→ AUFGABENSTELLUNG
Schreiben Sie den Text über die Lektüre von „Der grosse Gatsby“ im Anschluss an seinen letzten Satz weiter.

→ VORLIEGENDER TEXT
* * * * *
21.11.2007 / 14:31 / Stese Wagner liest: Der grosse Gatsby (F. Scott Fitzgerald)
Stese Wagner (unfassbarerweise nicht eingeladen). Foto: Jan BölscheWenn man das Buch vom grossen Gatsby liest, hofft man natürlich von Anfang an, dass man irgendwann sein Anwesen in West Egg betreten wird – und herausfindet, was ihn so "great" macht. Irgendwann (genauer gesagt, ab Seite 45) verändert sich das. Die Neugier auf Gatsby als Person verblasst neben dem grossen nagenden Wunsch, einfach nur auf eine seiner Gartenparties gehen zu dürfen.
* * * * *
→ DATENSATZ
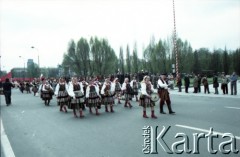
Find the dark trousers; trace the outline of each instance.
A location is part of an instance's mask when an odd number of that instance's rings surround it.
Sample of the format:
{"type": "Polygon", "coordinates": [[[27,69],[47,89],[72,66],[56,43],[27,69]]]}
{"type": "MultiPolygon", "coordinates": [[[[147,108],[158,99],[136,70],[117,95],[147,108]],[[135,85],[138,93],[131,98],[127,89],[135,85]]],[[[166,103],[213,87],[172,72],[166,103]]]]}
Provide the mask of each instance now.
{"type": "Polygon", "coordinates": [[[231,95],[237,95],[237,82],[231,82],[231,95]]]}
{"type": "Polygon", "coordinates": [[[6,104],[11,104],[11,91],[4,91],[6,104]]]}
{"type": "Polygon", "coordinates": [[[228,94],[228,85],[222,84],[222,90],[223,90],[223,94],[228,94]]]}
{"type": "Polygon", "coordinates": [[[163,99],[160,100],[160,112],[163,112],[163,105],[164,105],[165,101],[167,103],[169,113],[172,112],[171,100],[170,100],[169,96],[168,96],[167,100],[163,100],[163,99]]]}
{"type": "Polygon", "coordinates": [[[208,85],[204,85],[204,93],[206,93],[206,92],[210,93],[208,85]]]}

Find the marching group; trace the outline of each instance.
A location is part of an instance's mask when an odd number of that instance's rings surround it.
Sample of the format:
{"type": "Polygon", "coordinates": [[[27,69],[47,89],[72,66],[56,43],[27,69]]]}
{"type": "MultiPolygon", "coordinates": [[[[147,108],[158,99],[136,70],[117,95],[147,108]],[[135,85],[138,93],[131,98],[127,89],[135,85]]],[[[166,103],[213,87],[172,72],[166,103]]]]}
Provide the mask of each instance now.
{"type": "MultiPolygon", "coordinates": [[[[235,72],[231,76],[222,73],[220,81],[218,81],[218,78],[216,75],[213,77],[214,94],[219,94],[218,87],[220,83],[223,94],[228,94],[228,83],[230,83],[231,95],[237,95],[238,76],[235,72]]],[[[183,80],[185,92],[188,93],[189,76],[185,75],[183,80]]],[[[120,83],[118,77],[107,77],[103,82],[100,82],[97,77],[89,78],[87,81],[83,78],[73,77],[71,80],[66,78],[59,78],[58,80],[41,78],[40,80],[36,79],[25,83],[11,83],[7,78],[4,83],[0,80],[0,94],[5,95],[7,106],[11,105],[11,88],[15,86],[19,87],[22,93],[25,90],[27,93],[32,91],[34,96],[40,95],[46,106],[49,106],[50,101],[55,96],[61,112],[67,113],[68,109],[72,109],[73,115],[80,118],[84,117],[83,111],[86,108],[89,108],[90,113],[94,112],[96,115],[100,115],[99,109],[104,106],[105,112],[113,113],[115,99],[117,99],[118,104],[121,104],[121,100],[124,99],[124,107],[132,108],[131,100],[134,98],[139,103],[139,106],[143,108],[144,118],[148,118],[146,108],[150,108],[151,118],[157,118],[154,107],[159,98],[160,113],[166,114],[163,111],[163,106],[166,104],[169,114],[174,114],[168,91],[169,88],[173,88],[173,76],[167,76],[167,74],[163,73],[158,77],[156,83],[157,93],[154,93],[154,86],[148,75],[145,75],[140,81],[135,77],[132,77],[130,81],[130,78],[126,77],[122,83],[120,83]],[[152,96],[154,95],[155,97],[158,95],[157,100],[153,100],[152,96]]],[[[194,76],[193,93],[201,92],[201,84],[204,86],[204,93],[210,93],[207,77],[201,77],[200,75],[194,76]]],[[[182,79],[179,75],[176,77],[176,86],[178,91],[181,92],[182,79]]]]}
* * * * *
→ LÖSUNG
Ach, was für Gartenparties! Honigsüss fliessen die Worte über die Seiten, die diese Parties beschreiben. Und man selbst, die angehende Dandyette, sieht sich natürlich gleich mittendrin: Beim Sonnenbaden am Privatstrand, beim Trinken von zuckrigem Apfelsinensaft (den Butler mit Spezialmaschinen hergestellt haben!), beim Bewundern von Paradiessalaten am opulenten Buffet, beim Luftküsschen-Tausch mit schicken Bubikopfmädchen, beim Tanzen mit Männern in gutsitzenden Anzügen und – natürlich! – beim Flüstern und Sekt unter Sternenhimmel. Herrlich!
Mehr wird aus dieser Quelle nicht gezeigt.